Required work: The range starts at the line containing "Place a marker on every instance of the black watch" and ends at the last line of the records below. Reproduce those lines exactly.
* * *
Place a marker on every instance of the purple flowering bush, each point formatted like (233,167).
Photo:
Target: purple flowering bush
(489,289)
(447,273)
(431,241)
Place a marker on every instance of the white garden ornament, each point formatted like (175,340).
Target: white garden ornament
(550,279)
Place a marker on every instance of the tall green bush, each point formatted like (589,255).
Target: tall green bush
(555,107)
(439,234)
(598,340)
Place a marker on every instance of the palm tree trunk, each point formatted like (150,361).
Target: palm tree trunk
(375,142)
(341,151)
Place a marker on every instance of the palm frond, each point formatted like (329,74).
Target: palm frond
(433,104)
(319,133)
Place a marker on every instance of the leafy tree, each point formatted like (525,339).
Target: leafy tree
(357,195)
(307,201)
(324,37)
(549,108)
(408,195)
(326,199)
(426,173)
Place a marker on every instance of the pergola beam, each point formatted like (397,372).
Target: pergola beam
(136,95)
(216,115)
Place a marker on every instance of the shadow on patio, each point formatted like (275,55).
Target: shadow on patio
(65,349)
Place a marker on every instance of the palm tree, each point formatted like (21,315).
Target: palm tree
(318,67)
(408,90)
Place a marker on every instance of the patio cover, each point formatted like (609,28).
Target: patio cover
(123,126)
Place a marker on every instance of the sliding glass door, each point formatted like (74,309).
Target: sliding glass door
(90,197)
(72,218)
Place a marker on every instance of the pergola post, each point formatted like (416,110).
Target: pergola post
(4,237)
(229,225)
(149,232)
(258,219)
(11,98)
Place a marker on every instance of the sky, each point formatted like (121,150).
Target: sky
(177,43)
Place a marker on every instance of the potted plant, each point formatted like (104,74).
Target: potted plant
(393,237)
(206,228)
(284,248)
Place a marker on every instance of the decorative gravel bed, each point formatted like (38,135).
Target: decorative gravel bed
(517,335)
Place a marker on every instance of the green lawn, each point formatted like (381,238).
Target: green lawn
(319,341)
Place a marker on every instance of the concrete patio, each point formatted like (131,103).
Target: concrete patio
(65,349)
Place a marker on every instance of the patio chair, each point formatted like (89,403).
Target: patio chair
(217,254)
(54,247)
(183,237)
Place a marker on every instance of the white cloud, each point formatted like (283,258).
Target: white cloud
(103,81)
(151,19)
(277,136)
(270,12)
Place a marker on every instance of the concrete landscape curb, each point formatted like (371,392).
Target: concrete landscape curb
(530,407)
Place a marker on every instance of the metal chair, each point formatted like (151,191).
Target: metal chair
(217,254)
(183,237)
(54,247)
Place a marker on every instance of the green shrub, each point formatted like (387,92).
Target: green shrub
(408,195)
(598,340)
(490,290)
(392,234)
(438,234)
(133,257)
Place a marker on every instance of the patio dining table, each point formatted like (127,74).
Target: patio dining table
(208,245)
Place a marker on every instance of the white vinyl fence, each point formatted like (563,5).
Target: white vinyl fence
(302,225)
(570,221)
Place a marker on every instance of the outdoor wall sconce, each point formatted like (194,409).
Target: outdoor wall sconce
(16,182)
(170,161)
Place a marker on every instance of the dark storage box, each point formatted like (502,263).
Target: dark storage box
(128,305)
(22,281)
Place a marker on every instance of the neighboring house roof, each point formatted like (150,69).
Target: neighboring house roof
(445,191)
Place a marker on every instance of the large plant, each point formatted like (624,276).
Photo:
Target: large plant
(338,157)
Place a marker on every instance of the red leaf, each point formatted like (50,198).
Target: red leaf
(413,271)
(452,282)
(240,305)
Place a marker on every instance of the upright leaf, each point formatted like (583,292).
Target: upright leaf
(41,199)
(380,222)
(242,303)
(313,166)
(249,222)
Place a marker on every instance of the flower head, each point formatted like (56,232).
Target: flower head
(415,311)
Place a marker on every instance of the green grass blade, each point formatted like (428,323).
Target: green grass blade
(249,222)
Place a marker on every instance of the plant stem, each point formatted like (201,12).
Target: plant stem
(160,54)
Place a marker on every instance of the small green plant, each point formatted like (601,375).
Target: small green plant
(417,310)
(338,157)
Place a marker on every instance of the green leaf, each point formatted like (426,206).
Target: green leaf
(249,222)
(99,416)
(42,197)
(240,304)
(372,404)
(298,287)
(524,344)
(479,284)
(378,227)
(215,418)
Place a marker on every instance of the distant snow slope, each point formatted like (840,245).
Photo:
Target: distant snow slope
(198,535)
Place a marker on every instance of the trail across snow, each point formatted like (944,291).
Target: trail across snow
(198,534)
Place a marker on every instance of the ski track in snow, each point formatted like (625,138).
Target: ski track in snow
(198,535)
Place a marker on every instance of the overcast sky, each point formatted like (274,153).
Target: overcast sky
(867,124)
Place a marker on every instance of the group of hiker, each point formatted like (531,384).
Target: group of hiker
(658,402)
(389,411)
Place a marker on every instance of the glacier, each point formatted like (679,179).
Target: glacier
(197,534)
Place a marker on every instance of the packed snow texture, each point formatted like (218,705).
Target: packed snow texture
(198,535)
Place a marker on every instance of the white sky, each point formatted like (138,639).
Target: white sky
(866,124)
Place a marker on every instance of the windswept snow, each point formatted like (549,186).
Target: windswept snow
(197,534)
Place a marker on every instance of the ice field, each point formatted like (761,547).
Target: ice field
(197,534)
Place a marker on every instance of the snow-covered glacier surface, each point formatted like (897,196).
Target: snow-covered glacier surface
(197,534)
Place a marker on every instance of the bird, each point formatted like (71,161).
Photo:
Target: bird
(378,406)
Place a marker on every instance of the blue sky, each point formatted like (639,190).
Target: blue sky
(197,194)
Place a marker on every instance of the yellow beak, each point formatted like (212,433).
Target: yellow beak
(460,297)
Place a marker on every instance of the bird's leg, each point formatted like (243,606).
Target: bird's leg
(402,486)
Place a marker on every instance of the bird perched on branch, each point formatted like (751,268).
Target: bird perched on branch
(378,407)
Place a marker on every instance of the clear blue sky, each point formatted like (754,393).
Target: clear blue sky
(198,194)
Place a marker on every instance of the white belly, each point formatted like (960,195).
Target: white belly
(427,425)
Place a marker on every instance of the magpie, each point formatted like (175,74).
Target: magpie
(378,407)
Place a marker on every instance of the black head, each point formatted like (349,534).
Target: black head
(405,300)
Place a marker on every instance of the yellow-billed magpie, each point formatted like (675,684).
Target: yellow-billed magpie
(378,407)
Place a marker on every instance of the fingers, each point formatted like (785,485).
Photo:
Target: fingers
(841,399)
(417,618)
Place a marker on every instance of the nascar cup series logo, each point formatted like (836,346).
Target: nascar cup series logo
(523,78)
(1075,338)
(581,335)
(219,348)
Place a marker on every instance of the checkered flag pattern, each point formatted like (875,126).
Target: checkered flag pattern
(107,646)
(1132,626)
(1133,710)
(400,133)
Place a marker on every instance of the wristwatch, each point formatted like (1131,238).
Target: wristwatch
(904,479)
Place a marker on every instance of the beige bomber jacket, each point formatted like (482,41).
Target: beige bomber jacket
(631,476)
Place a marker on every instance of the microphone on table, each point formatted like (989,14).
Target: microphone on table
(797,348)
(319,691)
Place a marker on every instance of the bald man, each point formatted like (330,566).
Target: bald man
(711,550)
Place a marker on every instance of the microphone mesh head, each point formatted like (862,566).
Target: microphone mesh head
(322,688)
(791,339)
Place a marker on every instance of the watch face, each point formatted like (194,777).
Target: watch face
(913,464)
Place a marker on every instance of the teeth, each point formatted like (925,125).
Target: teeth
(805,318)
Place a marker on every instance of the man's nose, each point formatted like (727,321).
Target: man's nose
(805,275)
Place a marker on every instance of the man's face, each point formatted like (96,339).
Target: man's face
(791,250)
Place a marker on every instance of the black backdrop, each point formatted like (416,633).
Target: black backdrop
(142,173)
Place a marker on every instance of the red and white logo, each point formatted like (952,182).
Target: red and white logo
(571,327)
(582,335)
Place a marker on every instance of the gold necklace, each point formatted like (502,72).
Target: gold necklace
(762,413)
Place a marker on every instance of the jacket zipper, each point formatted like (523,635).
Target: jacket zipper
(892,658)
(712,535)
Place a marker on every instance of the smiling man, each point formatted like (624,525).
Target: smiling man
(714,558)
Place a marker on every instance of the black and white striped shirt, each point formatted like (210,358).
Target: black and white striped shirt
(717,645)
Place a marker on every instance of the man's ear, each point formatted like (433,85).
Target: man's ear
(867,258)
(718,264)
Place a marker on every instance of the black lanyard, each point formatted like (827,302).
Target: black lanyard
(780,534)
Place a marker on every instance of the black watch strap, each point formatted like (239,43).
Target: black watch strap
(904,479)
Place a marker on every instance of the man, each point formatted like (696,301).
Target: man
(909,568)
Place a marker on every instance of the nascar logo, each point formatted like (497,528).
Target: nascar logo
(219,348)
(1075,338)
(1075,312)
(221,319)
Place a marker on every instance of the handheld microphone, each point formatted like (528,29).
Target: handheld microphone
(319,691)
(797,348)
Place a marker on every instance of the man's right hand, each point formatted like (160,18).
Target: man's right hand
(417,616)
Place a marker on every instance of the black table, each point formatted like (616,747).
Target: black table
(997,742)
* * *
Solution for this problem:
Place a marker on every instance of the black watch strap, each point formatted like (239,43).
Target: black watch strap
(904,479)
Place a marker on every instance of the man, each point formatted like (696,301).
Target: man
(909,568)
Place a marker on every instance of the nascar logo, each point formatted like (497,528).
Target: nascar logo
(219,348)
(1075,338)
(1075,312)
(221,319)
Place a marker on every instance of the handheld microphone, each point formatted like (528,29).
Target: handheld microphone
(319,691)
(797,348)
Place a marker on every instance of the man's right hand, each point formatted like (160,18).
Target: man's right hand
(417,616)
Place a marker on every instance of the black table, each point formatted like (616,747).
Target: black table
(997,742)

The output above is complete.